What the exercise asks -
Transcribe every one of the records below, reproducing each line character for character with no changes.

Data extract -

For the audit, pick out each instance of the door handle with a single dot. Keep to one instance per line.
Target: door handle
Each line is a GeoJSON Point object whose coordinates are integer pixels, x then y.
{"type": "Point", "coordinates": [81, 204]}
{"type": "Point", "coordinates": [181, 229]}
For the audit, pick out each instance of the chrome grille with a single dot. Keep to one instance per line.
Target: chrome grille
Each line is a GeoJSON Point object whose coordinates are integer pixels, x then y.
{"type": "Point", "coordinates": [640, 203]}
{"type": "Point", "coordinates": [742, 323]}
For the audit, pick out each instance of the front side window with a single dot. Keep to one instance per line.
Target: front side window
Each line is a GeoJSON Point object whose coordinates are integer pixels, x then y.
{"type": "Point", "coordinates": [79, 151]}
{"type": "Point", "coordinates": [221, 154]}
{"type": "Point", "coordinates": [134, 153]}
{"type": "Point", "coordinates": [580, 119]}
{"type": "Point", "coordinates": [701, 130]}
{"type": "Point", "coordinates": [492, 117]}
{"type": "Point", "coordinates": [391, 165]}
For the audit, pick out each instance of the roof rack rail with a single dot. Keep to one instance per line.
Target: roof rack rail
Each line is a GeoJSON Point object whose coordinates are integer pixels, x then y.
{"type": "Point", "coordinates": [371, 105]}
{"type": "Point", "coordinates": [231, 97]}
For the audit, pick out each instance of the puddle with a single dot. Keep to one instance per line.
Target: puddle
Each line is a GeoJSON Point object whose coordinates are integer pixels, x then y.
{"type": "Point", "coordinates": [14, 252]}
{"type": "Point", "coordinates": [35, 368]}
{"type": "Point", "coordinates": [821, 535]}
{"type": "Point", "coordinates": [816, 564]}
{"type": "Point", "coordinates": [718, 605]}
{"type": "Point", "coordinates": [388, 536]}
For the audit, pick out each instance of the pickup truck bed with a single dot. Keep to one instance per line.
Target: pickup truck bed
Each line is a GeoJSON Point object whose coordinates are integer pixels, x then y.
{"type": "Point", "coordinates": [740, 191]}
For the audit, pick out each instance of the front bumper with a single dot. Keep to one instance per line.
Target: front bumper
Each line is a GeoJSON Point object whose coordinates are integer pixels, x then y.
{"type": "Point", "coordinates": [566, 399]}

Problem solution -
For the audit, pick out each instance of the door handle with a single dot. Keep to one instance per line.
Target: door handle
Each line is a GeoJSON Point object whose coordinates are integer pixels, x then y.
{"type": "Point", "coordinates": [81, 204]}
{"type": "Point", "coordinates": [181, 229]}
For the audit, pick out each instance of the chrome grille with a single dot. Keep to one instance per line.
Target: chrome grille
Each line is a GeoJSON Point object whose coordinates are integer pixels, x then y.
{"type": "Point", "coordinates": [640, 203]}
{"type": "Point", "coordinates": [742, 323]}
For the audit, pick out each instance of the front side window with a single dot. Keep to one instance per line.
Target: front side window
Each line is a GeoJSON Point object whose coordinates are integer pixels, x then y.
{"type": "Point", "coordinates": [79, 151]}
{"type": "Point", "coordinates": [221, 154]}
{"type": "Point", "coordinates": [134, 153]}
{"type": "Point", "coordinates": [580, 119]}
{"type": "Point", "coordinates": [701, 130]}
{"type": "Point", "coordinates": [492, 117]}
{"type": "Point", "coordinates": [391, 165]}
For the audit, pick out each instance of the roof rack rail with a single dot. Keep to one instance per line.
Target: roof rack rail
Each line is a GeoJSON Point object whose coordinates are integer pixels, x then y.
{"type": "Point", "coordinates": [371, 105]}
{"type": "Point", "coordinates": [231, 97]}
For the audit, pick out each instance of the puddle with a single dot. Keep to one instance per line.
Target: puddle
Each line is a GeoJSON Point object whose coordinates are integer pixels, x then y.
{"type": "Point", "coordinates": [14, 252]}
{"type": "Point", "coordinates": [35, 368]}
{"type": "Point", "coordinates": [821, 535]}
{"type": "Point", "coordinates": [816, 564]}
{"type": "Point", "coordinates": [718, 605]}
{"type": "Point", "coordinates": [388, 536]}
For the audit, pick out each instance of the pickup truck bed with a single dot. Keep to one instance per line.
Target: pickup truck bed
Each line is a GeoJSON Point object whose coordinates are integer pixels, x then y.
{"type": "Point", "coordinates": [740, 191]}
For the audit, pick out each instance of the front bumper with a single dot. Keep to one instance per line.
Target: front bumper
Each line is a GeoJSON Point object whose coordinates are integer pixels, x then y.
{"type": "Point", "coordinates": [566, 399]}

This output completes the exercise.